▶ _SHORT PROBLEM_
Write out all of the rows below as a numbered list, omitting any blank lines.

▶ _EXTRACTED RECORDS_
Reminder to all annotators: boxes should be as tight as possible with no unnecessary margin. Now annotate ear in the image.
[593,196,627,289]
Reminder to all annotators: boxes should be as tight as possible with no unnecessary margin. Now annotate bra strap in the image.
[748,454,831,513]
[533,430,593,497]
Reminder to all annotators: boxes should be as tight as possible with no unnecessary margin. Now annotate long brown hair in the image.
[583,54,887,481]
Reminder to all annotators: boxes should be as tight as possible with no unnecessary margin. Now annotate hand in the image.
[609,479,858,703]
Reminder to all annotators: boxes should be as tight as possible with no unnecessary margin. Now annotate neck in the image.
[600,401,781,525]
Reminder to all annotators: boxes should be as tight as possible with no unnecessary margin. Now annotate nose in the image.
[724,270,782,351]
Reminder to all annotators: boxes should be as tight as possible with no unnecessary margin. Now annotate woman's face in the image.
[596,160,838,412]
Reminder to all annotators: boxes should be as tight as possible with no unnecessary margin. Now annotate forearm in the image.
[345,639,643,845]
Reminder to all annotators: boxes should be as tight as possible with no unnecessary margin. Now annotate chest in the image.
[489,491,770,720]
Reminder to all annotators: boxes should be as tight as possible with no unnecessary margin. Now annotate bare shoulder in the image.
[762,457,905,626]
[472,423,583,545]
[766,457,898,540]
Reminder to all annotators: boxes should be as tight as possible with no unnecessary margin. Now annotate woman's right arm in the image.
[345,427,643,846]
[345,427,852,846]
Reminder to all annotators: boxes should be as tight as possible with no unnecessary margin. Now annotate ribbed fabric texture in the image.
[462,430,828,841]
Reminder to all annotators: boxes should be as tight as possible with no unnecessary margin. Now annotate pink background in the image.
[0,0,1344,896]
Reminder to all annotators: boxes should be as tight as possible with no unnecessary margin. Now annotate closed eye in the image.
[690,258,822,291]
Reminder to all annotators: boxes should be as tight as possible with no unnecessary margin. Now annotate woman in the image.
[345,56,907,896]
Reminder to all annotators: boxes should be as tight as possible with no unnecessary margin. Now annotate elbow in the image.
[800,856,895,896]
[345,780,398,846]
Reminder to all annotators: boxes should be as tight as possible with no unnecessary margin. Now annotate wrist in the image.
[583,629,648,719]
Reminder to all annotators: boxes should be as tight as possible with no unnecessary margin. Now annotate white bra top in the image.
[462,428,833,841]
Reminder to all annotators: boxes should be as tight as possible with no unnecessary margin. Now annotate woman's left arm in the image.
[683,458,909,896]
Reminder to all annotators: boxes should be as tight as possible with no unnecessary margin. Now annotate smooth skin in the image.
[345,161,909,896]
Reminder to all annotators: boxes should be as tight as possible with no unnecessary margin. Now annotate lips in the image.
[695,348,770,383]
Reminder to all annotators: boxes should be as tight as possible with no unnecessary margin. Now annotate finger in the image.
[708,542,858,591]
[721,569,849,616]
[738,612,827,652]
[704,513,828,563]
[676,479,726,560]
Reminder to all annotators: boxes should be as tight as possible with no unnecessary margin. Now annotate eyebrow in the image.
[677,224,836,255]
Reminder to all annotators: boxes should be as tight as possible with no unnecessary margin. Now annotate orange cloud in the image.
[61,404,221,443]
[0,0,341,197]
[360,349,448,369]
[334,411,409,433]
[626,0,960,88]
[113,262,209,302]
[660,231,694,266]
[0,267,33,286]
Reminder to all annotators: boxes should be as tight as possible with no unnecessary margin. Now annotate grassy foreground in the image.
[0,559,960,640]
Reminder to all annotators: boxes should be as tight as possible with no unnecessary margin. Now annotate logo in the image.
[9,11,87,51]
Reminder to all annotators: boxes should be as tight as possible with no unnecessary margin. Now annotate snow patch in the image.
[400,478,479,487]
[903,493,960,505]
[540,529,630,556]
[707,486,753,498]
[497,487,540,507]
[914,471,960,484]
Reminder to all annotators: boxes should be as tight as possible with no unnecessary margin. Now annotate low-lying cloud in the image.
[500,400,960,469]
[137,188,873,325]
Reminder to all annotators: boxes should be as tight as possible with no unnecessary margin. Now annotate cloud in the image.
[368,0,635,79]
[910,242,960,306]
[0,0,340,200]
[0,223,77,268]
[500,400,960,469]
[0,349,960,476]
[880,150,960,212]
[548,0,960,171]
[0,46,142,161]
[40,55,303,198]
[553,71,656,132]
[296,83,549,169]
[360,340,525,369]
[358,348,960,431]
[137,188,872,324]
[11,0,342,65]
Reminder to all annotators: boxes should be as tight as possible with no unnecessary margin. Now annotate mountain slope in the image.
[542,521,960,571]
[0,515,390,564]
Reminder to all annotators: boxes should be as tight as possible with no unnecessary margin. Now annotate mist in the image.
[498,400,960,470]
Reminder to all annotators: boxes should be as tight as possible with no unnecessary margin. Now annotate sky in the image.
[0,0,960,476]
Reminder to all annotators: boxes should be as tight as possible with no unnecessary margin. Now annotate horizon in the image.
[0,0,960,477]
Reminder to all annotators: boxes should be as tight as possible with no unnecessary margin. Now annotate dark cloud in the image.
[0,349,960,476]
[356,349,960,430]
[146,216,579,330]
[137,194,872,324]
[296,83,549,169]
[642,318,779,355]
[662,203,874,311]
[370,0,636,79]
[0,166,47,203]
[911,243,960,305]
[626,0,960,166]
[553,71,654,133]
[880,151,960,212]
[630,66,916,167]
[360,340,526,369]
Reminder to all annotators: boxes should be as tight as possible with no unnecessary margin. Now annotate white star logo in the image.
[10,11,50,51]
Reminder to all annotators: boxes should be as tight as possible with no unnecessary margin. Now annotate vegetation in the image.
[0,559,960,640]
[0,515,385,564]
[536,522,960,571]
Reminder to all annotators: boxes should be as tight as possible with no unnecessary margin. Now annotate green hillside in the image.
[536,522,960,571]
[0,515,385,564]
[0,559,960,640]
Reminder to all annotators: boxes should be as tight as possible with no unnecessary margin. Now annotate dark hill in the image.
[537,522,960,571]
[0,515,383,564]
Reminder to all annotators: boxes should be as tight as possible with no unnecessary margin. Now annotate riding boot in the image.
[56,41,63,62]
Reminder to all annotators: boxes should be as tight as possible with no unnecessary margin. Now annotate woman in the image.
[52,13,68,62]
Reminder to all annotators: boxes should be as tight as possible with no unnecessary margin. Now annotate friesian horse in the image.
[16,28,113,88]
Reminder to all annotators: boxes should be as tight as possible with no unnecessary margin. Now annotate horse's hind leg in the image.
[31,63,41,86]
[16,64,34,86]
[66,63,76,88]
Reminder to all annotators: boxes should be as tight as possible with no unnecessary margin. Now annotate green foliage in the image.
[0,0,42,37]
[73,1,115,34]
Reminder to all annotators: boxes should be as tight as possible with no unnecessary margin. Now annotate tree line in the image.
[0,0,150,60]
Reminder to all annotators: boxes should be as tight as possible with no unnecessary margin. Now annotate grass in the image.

▶ _THE ANSWER_
1. Reminder to all annotators: boxes should be as tight as possible with no unnecessary margin. Now annotate ear in the image.
2. [593,196,627,289]
3. Reminder to all annotators: boxes should be as tight as possible with no unnecessary margin. Now annotate bra strap in the image.
4. [748,454,831,513]
5. [533,430,593,497]
6. Reminder to all annotators: boxes should be as tight as possible with no unnecessary margin. Now annotate long brown hair in the image.
7. [583,54,887,481]
8. Reminder to all annotators: boxes should be as tight as possible with no unnecessary margin. Now annotate hand in the image.
9. [609,479,858,703]
10. Reminder to all annotators: boxes should be as tight as possible with no unnecessary margin. Now annotate neck in the image.
11. [600,401,781,525]
12. Reminder to all annotators: boxes should be as tight as possible with no unnecessary margin. Now annotate nose in the image.
13. [724,270,782,351]
14. Reminder to all annotators: boxes should be as tight as possible with no unnecessary margin. Now annotate woman's face in the image.
15. [596,160,838,412]
16. Reminder to all annotators: boxes should be as tight as possible with no unnecessary margin. Now annotate forearm in the image.
17. [345,639,643,845]
18. Reminder to all annotators: boxes should be as tight as possible with no unnecessary margin. Now annotate chest in the image.
19. [489,491,770,720]
20. Reminder to all annotators: boxes should be as tight as possible with no unnecessary margin. Now annotate bare shoulder in the image.
21. [762,457,905,626]
22. [472,423,583,545]
23. [766,457,898,540]
24. Reminder to all annotators: boxes should be as tight as possible with no unnecessary margin. Now annotate woman's right arm in the image.
25. [345,427,643,846]
26. [345,427,852,846]
27. Reminder to all annotators: boxes should be as tight as possible with no unnecessary margin. Now annotate ribbed fabric texture in the image.
28. [462,430,828,841]
29. Reminder to all annotators: boxes should be as tight as possible with no unnecessary margin. Now annotate pink background in the image.
30. [0,0,1344,896]
31. Reminder to all annotators: boxes should be as tight as possible with no unnecessary margin. Now annotate closed eye in the image.
32. [690,258,822,291]
33. Reminder to all annotators: boxes should be as tight as possible with no unnecessary margin. Now annotate woman in the image.
34. [345,56,907,896]
35. Reminder to all annotators: boxes should be as tight as possible with no unnecessary margin. Now annotate elbow in the image.
36. [800,856,895,896]
37. [345,780,398,846]
38. Reminder to all annotators: boxes should be as tight as possible with no unnecessary margin. Now annotate wrist in the image.
39. [583,629,648,719]
40. Reminder to all annotators: boxes should be as tight as possible with no unnecessary margin. Now annotate white bra top in the image.
41. [462,428,833,841]
42. Reminder to all annotators: boxes should be as tight as possible with no unnecessary margin. Now annotate woman's left arm in the image.
43. [683,458,909,896]
44. Reminder to all annotators: boxes should be as tight as possible with no unnecessary margin. Now annotate smooth skin in the image.
45. [345,161,909,896]
46. Reminder to all annotators: boxes should be as tight as possible with no unnecessary margin. Now annotate lips in the image.
47. [695,348,770,383]
48. Reminder to all annotators: boxes should be as tight as possible with no unnecessary margin. Now annotate finger in the image.
49. [708,542,858,591]
50. [721,569,849,616]
51. [738,612,827,652]
52. [704,513,828,563]
53. [676,479,726,560]
54. Reminder to all annotators: boxes should be as tight as possible with no unnecessary margin. Now annotate eyebrow in the image.
55. [677,224,836,255]
56. Reminder to all annotators: boxes should be as tight as possible with no unnecessary margin. Now annotate orange cloud in the image.
57. [61,404,221,443]
58. [0,0,341,197]
59. [360,349,448,369]
60. [334,411,409,433]
61. [626,0,960,88]
62. [113,262,209,302]
63. [660,231,694,266]
64. [0,267,33,286]
65. Reminder to all annotators: boxes should be as tight as possible with no unnecessary margin. Now annotate grassy foreground in the image.
66. [0,559,960,640]
67. Reminder to all annotators: boxes should be as tight as possible with no unnecessary margin. Now annotate logo in the image.
68. [9,11,87,51]
69. Reminder to all annotators: boxes should be as tight as possible with no unnecessary margin. Now annotate snow patch in the image.
70. [400,478,479,487]
71. [903,493,960,505]
72. [540,529,630,556]
73. [707,486,753,498]
74. [497,487,540,507]
75. [914,471,960,484]
76. Reminder to all annotators: boxes should be as tight as possible with no unnecessary margin. Now annotate low-lying cloud in the image.
77. [500,400,960,469]
78. [137,188,873,325]
79. Reminder to all annotators: boxes should be as tight as possible with no unnecessary margin. Now annotate cloud in the image.
80. [368,0,635,79]
81. [910,242,960,306]
82. [0,0,340,200]
83. [0,223,77,268]
84. [500,400,960,469]
85. [0,349,960,476]
86. [880,150,960,212]
87. [548,0,960,171]
88. [0,46,142,161]
89. [40,55,303,198]
90. [553,71,656,132]
91. [296,83,549,169]
92. [360,340,525,369]
93. [358,348,960,431]
94. [137,188,872,324]
95. [11,0,342,65]
96. Reminder to all annotators: boxes should be as tight as possible with no unnecessary margin. Now annotate mountain slope in the image.
97. [542,521,960,571]
98. [0,515,390,564]
99. Reminder to all annotators: boxes should be as tight as possible with no unnecessary margin. Now annotate mist in the image.
100. [498,400,960,470]
101. Reminder to all annotators: boxes should be as tight as possible with no unnecessary margin. Now annotate sky in the image.
102. [0,0,960,476]
103. Reminder to all annotators: boxes should be as tight as possible with no unnecessary margin. Now annotate horizon in the image.
104. [0,0,960,477]
105. Reminder to all annotators: boxes should be as tight as possible with no unnecessary margin. Now annotate dark cloud in the image.
106. [0,349,960,476]
107. [356,349,960,430]
108. [146,216,579,330]
109. [137,194,872,324]
110. [296,83,549,169]
111. [642,318,779,355]
112. [662,203,874,311]
113. [370,0,636,79]
114. [0,166,47,203]
115. [911,243,960,305]
116. [626,0,960,166]
117. [553,71,654,133]
118. [880,151,960,212]
119. [630,66,916,167]
120. [360,340,526,369]
121. Reminder to all annotators: boxes should be as tight as possible with no unnecessary margin. Now annotate white star logo in the image.
122. [10,11,50,51]
123. Reminder to all annotators: boxes should be as tight as possible with no unnecessary margin. Now annotate vegetation in the image.
124. [0,559,960,640]
125. [0,515,385,564]
126. [536,522,960,571]
127. Reminder to all annotators: boxes should be as tight as possible with no unnecessary margin. Now annotate green hillside in the image.
128. [536,522,960,571]
129. [0,515,385,564]
130. [0,559,960,640]
131. Reminder to all annotators: boxes should be as tight as possible with no unnecessary margin. Now annotate dark hill in the image.
132. [537,522,960,571]
133. [0,515,383,564]
134. Reminder to all annotators: boxes should be as tight as possible with no unnecessary margin. Now annotate riding boot in the image.
135. [56,41,63,62]
136. Reminder to all annotators: boxes should be as tight as possible with no unnecessary margin. Now annotate woman in the image.
137. [52,13,68,62]
138. Reminder to all annotators: boxes should be as tight as possible with no unnecessary margin. Now annotate friesian horse in the image.
139. [16,28,113,88]
140. Reminder to all annotators: boxes should be as tight as possible with no unnecessary margin. Now annotate horse's hind leg in the image.
141. [31,63,41,86]
142. [16,64,34,86]
143. [66,63,76,88]
144. Reminder to all annotators: boxes should be as tight as possible with no unnecessary margin. Now annotate green foliage in the image.
145. [0,0,42,37]
146. [73,1,115,34]
147. Reminder to all annotators: boxes should be as tight as possible with no unnecessary margin. Now annotate tree line in the image.
148. [0,0,150,60]
149. Reminder to all annotators: boxes should be as tight as possible with no unnecessary margin. Now annotate grass in the image.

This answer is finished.